# Exercise objective
Sum up the text on Martin Dougan in two sentences.

# Text for analysis
%%
Scottish television presenter (born 1987)

Martin Dougan (born 31 May 1987) is a Scottish television presenter and producer. He was born with cerebral palsy and has represented Scotland in wheelchair basketball and rugby.

He is best known for his work on BBC Newsround, where he was a presenter from 2013 to 2022.

==Early life==

Dougan was born in Glasgow, Scotland in 1987. He grew up in the Partick area in the west end of the city where he lived with his mother, father and younger brother John. He was born prematurely which resulted in a cerebral palsy diagnosis at a young age. Despite the restrictions that came with his condition, he was a keen footballer.

In 2001 at age 14, he underwent a major surgical procedure to install metal plates in each of his hips in order to strengthen the surrounding muscles. This procedure left him unable to walk. He then took up wheelchair basketball, and played for the Bathgate based team Lothian Phoenix.

Before embarking on a career as a television presenter, Dougan worked as a barman from a stool and later in the carpentry department for a council-led organisation named Blindcraft (now RSBI). Here, where fifty per cent of the workforce identified as disabled, he assisted in the building of kitchens, sofas and more.
%%
# Point-per-instance location data
%%
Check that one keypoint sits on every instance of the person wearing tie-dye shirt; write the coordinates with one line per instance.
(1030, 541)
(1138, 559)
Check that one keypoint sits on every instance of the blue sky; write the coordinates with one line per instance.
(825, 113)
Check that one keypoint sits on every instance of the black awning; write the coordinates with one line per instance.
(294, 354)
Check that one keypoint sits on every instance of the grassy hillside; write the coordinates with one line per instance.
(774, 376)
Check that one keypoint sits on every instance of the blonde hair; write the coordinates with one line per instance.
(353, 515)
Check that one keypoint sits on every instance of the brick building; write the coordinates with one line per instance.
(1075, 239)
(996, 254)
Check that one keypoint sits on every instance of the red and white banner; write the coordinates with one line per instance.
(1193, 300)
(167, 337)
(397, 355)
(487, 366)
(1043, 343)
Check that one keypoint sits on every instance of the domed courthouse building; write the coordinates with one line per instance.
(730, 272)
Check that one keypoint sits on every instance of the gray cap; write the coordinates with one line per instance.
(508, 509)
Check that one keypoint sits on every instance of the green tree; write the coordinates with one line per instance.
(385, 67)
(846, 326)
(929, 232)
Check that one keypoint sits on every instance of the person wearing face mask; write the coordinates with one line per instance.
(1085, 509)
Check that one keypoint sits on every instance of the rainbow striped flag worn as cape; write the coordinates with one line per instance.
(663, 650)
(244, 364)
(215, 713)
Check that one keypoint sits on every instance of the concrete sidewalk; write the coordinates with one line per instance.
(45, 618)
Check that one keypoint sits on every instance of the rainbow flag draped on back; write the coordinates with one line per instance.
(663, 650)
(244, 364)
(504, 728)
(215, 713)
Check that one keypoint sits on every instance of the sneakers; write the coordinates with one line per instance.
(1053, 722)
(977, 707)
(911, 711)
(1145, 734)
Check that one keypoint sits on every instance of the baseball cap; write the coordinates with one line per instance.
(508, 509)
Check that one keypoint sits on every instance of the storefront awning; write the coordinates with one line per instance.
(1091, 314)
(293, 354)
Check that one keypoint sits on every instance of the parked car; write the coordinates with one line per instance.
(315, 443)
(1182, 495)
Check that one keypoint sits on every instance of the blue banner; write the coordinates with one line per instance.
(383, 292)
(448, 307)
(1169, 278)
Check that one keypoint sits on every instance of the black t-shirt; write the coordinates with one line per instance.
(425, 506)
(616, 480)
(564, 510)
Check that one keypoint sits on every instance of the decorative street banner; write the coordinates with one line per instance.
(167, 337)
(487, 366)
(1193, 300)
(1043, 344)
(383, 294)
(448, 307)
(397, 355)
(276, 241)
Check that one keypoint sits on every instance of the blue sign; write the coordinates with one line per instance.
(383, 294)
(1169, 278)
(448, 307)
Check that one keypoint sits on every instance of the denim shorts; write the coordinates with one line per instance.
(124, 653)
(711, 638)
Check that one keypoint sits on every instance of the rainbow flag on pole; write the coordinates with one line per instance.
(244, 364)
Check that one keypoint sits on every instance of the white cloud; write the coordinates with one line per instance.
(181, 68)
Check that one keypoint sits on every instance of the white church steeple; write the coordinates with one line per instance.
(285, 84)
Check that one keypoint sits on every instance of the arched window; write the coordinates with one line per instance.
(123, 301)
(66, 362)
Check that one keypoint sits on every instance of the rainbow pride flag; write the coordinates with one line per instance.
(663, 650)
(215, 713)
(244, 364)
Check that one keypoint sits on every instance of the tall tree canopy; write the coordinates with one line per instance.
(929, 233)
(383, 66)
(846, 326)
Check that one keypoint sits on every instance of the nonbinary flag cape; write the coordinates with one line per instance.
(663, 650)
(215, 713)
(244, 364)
%%
# Output
Martin Dougan, born in Glasgow in 1987 with cerebral palsy, is a Scottish television presenter and producer best known for presenting BBC Newsround from 2013 to 2022. Hip surgery at age 14 left him unable to walk, so he took up wheelchair basketball, and before working in television he was a barman and then worked in the carpentry department of Blindcraft (now RSBI).